=== DATA ===

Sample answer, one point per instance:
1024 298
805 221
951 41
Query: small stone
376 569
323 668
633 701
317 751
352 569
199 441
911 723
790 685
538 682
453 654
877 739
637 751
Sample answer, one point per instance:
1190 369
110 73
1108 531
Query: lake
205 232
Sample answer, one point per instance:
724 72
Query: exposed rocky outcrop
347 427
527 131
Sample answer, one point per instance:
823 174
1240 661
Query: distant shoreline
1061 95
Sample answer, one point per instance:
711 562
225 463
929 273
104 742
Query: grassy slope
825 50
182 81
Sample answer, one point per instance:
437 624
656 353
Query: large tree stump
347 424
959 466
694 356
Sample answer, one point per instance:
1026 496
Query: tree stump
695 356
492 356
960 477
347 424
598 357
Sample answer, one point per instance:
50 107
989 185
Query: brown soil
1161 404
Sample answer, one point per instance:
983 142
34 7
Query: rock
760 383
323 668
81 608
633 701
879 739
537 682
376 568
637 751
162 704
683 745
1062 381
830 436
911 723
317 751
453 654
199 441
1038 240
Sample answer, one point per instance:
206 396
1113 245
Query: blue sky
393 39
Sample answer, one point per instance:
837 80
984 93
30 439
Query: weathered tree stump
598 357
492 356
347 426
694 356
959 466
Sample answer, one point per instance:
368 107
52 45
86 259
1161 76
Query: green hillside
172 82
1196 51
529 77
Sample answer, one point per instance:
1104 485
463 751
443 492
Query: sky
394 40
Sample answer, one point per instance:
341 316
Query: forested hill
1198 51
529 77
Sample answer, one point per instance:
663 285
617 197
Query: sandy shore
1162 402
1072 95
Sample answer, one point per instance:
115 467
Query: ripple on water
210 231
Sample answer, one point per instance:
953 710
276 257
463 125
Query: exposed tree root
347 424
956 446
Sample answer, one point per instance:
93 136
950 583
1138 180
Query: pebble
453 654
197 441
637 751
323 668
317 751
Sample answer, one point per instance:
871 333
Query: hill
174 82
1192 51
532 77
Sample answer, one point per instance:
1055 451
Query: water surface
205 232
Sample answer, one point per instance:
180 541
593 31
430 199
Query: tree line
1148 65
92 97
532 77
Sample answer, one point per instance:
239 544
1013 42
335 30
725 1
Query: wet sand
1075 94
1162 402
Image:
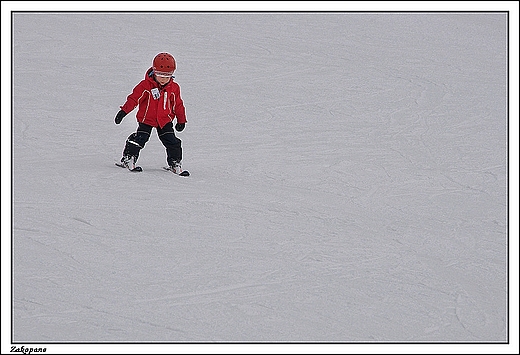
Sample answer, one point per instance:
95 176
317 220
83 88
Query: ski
137 169
183 173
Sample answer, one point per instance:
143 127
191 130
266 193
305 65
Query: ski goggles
164 74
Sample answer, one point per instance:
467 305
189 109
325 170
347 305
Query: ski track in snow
348 180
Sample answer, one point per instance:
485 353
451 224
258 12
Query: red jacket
156 111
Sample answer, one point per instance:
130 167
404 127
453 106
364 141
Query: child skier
159 100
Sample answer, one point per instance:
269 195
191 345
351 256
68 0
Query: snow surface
349 180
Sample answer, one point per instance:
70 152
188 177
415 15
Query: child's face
162 80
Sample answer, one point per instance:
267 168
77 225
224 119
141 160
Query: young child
159 100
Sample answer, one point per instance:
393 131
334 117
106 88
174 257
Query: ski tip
184 173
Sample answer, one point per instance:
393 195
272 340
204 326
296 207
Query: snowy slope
349 179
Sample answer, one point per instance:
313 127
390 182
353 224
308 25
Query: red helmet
164 64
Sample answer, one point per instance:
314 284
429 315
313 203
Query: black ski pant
137 140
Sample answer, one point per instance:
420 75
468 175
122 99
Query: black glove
180 126
119 116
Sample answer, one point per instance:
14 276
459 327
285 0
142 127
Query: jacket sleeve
178 109
133 99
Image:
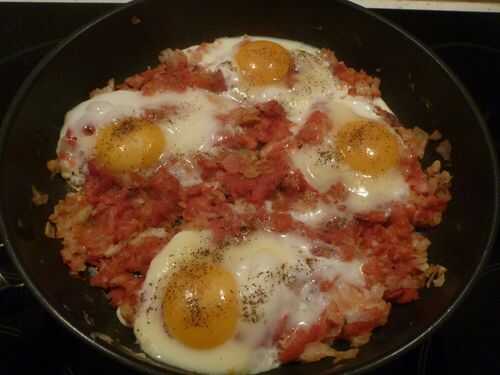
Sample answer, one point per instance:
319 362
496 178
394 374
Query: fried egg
296 75
113 128
214 309
362 153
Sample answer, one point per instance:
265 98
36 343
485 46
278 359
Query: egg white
314 83
257 263
191 128
322 171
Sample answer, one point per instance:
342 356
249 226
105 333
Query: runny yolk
262 62
368 147
200 307
129 145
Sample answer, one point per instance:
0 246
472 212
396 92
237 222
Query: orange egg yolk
368 147
200 307
262 62
129 145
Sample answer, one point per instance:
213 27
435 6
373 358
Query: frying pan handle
8 279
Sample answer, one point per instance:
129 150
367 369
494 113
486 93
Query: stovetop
32 341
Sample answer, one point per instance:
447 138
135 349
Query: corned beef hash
247 203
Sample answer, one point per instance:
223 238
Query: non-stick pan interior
414 85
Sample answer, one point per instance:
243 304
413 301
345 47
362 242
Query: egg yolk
262 62
368 147
129 145
200 307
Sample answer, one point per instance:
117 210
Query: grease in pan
248 203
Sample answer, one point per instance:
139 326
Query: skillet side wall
416 88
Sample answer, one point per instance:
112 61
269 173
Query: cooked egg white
190 126
323 167
276 275
313 83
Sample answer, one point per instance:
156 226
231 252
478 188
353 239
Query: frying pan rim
127 359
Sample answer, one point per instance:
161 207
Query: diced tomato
315 128
293 343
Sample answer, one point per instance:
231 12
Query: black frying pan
416 85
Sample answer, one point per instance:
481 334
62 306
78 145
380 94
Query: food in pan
247 203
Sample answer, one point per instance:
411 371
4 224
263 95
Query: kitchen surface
466 36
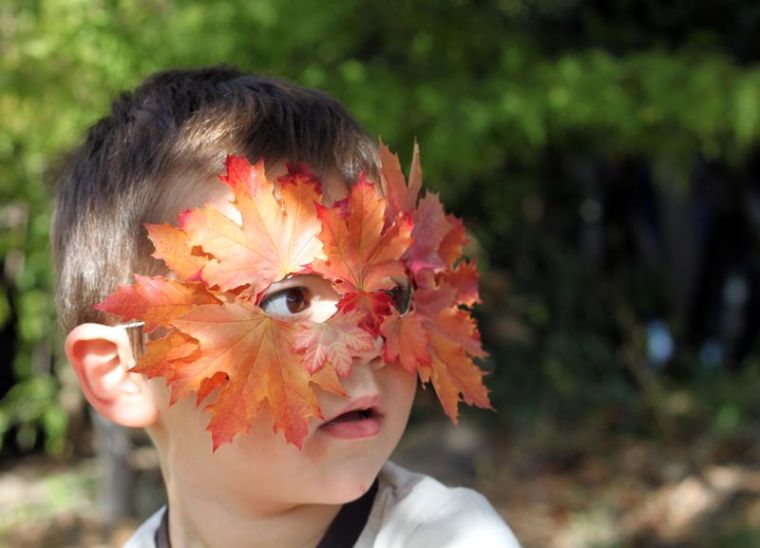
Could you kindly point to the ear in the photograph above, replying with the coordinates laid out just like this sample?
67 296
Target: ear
101 356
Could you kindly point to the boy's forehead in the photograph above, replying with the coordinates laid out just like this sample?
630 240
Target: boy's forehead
213 192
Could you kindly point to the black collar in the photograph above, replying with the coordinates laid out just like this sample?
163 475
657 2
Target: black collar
343 532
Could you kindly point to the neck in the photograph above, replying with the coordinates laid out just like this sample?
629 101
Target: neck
198 521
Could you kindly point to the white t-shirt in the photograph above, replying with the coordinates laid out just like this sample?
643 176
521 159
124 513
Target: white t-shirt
410 510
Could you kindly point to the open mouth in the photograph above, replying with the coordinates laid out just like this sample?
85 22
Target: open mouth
354 424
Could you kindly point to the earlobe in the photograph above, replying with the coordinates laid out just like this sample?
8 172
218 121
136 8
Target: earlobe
101 356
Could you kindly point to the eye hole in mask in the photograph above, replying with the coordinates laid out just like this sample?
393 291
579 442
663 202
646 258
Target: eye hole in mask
305 297
401 295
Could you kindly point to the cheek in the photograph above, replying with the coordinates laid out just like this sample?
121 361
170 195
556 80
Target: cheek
399 388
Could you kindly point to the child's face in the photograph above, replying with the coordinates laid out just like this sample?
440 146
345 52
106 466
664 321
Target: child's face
338 460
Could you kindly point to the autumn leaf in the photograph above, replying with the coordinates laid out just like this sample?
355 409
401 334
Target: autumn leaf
156 300
464 280
166 357
402 199
406 341
172 246
254 350
430 228
453 242
454 341
336 342
277 237
371 308
361 255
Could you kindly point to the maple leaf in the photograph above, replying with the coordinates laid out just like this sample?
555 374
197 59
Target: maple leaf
156 300
361 255
372 307
430 228
454 341
277 237
464 280
166 357
406 341
254 351
172 246
453 242
336 342
402 199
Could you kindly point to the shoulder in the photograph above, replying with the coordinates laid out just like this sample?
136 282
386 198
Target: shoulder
413 509
145 535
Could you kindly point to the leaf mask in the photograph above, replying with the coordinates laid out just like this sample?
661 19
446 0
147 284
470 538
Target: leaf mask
220 336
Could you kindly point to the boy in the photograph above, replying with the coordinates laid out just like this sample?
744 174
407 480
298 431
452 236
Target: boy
294 458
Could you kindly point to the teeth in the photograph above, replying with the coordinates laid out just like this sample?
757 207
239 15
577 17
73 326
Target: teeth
356 415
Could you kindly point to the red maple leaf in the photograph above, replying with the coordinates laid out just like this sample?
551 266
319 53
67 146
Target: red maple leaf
254 352
361 254
336 342
156 301
172 246
402 198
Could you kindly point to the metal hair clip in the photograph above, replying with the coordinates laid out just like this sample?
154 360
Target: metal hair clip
130 325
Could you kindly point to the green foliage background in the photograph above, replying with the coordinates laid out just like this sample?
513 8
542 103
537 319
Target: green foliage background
489 88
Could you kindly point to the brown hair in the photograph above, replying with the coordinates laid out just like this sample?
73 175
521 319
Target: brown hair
164 139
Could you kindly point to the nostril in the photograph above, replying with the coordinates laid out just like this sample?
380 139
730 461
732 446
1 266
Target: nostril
377 363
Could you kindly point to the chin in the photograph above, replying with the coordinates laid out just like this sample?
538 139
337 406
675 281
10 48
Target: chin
348 483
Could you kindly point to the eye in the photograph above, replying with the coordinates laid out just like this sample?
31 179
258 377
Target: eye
302 297
401 295
287 302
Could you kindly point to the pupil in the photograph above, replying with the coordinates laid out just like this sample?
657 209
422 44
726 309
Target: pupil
297 300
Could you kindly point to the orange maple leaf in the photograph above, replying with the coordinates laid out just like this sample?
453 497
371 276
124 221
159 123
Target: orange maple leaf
277 236
336 342
361 255
454 341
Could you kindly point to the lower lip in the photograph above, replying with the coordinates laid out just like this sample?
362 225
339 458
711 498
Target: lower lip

===

I need every line of the material that includes "lower", so please copy them out.

◆ **YOUR SOLUTION**
Could you kindly point to the lower lip in the photograph above, replying with the coordinates laid out just like this sample?
Target: lower lip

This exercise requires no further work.